**TEXT SEGMENT**
====

Last fall I took the shallows off, still with nothing in them, and left the one deep. I put sugar on top (mountain camp method) but they didn't need it till February when it got unusually warm, then they started eating the sugar like crazy and really building up their numbers.
Again I added shallows underneath to encourage them to build down as in a Warre but no dice. I left the shallows underneath until March and they were crazy busy but only one tiny piece of comb was built below the deep, however I noticed they were starting to try to build comb in the spacer I was using for the sugar. I decided to put the shallows on top to see what would happen and within a couple of days they were building comb like crazy. I didn't use foundation an any of the shallows but once the shallows were on top of the deep away they went. They have already filled one shallow and half of another.
So I guess some bees just don't want to build down. Again, I think these are Caucasians as they are very dark, so maybe that has something to do with it but I'm not sure. 
I added a third Warre this year and the packaged bees I installed in it have already filled a box and are starting on the second, building down. Last years Warre's are also doing well and building down, but the dark bees refused. Go figure.


----------



## johnsof

From reading experiences of others and from my own experience it seems to be common for a hive in a Warre' to build two hive bodies worth of comb and then stop. I had hives swarm as many as three times their first year, they simply would not go down and draw any more comb. I have since switched to supering and have less trouble with swarming and generally find it much easier to manage. I have only done this for four years now and am a long, long ways from having all the answers but it _seems_ that for the most part workers like to go up, queens seem like to move down rather than up but the workers really prefer going up. So if I have comb available I have no problem to nadir a box but otherwise I will super. I try to keep not less than two boxes for brood, three is better.

====

**PROVIDED RECORDS**

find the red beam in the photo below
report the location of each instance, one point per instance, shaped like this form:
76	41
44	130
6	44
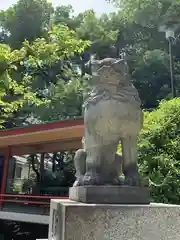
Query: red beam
32	196
25	202
4	175
41	127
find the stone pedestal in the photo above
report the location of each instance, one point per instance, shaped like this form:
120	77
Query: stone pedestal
110	194
78	221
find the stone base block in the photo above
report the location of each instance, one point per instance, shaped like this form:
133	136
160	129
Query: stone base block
72	220
110	194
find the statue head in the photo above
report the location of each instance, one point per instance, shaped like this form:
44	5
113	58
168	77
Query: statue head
110	71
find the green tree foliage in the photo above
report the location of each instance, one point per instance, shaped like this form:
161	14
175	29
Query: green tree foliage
19	91
26	20
159	151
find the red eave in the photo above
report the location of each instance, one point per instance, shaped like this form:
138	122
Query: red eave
56	136
41	127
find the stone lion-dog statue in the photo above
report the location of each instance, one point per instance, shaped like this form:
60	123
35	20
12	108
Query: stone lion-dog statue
112	115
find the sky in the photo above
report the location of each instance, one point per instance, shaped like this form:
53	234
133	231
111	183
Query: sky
99	6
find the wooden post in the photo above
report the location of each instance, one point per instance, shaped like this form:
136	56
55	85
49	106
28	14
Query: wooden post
4	175
42	166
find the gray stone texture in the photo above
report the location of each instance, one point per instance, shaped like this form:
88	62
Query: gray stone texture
78	221
110	194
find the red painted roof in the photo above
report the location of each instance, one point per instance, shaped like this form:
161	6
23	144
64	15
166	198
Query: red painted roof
41	127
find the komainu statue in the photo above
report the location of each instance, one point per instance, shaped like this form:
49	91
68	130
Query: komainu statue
112	115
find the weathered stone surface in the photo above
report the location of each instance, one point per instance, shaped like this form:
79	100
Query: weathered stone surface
110	194
78	221
112	114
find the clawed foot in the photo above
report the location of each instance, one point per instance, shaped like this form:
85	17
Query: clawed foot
133	181
132	176
93	179
89	179
78	182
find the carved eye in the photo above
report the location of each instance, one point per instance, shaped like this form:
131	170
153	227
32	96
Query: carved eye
94	67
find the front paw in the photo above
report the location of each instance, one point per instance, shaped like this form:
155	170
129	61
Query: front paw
92	179
134	181
78	182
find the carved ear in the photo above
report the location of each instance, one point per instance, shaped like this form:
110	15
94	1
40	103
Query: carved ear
120	65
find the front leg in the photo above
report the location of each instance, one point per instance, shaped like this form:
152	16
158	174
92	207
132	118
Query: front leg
130	166
94	167
80	166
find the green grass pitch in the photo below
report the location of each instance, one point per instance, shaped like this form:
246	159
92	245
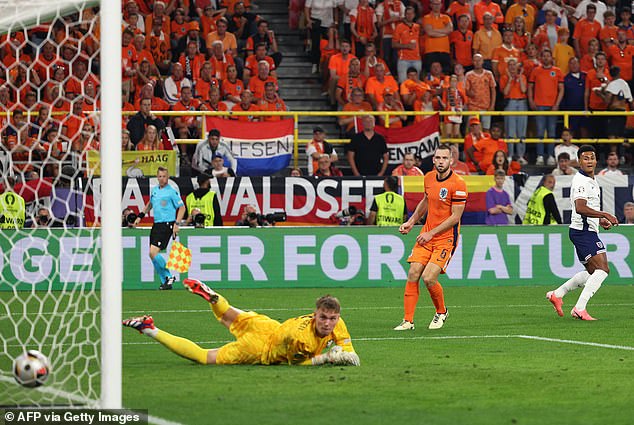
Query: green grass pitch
486	366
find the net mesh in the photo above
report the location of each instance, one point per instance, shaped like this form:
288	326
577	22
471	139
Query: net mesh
50	262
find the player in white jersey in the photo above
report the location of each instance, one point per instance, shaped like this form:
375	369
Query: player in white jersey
585	197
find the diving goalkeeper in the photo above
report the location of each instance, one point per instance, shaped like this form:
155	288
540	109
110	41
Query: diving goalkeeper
314	339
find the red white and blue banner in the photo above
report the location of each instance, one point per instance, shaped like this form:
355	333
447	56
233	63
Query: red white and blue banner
261	148
421	139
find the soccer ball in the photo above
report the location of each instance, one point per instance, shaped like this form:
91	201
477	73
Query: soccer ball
31	369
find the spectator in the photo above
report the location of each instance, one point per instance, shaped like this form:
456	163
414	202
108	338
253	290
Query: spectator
142	119
458	166
612	168
567	146
205	151
272	102
245	105
628	213
586	29
546	34
353	79
175	83
542	207
522	9
389	14
266	36
563	52
484	7
545	92
502	163
363	26
325	167
486	40
479	147
370	60
390	103
150	141
375	86
218	167
574	93
514	85
480	89
408	167
438	28
618	97
317	147
412	88
320	15
462	41
498	202
563	166
356	104
367	151
257	83
388	208
503	54
406	41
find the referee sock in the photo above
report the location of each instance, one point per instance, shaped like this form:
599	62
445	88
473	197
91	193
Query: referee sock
577	281
220	307
592	286
181	346
410	299
160	265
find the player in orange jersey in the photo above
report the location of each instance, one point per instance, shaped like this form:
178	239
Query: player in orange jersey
444	202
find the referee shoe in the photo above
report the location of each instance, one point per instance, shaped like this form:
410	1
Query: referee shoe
168	284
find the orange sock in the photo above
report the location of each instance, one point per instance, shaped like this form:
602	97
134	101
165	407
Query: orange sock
438	297
410	299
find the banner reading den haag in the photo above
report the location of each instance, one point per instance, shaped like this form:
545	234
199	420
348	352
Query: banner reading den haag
348	256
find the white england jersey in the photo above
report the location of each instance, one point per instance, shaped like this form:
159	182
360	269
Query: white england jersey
584	187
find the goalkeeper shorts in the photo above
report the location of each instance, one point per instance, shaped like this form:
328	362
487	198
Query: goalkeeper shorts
252	332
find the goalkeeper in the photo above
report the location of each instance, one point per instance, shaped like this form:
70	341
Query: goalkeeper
314	339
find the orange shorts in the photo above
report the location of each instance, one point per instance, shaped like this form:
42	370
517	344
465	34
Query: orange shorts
438	252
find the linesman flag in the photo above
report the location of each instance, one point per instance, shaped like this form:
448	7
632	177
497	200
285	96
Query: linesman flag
180	258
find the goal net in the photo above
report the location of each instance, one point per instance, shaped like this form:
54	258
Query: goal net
50	226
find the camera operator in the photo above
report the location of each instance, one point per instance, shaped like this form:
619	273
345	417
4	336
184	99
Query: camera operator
202	205
128	217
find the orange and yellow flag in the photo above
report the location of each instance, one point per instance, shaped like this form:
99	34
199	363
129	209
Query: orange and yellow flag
180	258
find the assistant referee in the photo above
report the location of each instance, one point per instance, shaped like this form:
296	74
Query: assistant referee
168	212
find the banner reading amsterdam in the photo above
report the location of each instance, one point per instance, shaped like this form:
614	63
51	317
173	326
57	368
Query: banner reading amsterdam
137	164
421	139
261	148
315	257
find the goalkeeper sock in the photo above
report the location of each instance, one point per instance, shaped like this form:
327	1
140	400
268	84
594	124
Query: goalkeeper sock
592	286
220	307
437	297
410	299
577	281
181	346
160	267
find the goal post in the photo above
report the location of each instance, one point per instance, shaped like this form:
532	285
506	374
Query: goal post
61	288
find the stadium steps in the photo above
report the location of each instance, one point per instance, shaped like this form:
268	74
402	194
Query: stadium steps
300	89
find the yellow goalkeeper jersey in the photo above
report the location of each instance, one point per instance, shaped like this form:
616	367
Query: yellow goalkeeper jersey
295	341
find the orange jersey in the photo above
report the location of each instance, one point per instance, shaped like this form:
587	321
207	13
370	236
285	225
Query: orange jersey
441	196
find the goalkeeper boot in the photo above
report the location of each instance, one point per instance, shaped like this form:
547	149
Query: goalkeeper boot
405	326
140	323
581	314
195	286
168	284
556	302
439	320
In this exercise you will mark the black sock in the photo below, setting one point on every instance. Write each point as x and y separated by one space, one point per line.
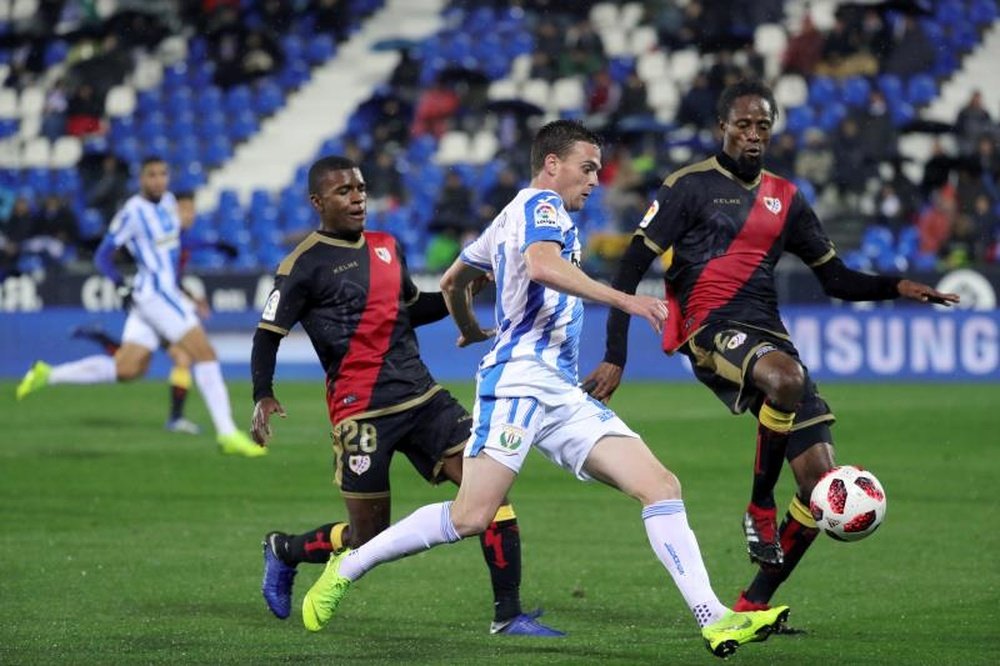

====

**SHORT EXERCISE 1**
Answer from the beekeeping thread:
(a) In what month did the bees begin eating the sugar heavily?
(b) Where were the shallows placed when the bees began building comb within a couple of days?
(c) What is the fewest number of boxes johnsof tries to keep for brood?
**SHORT EXERCISE 2**
Write out the part of the beekeeping thread starting with "So I guess some" and going on through "I'm not sure.".
The listing isn't needed for what follows.

**EXERCISE RESPONSE 1**
(a) February
(b) On top of the deep
(c) Two

**EXERCISE RESPONSE 2**
So I guess some bees just don't want to build down. Again, I think these are Caucasians as they are very dark, so maybe that has something to do with it but I'm not sure.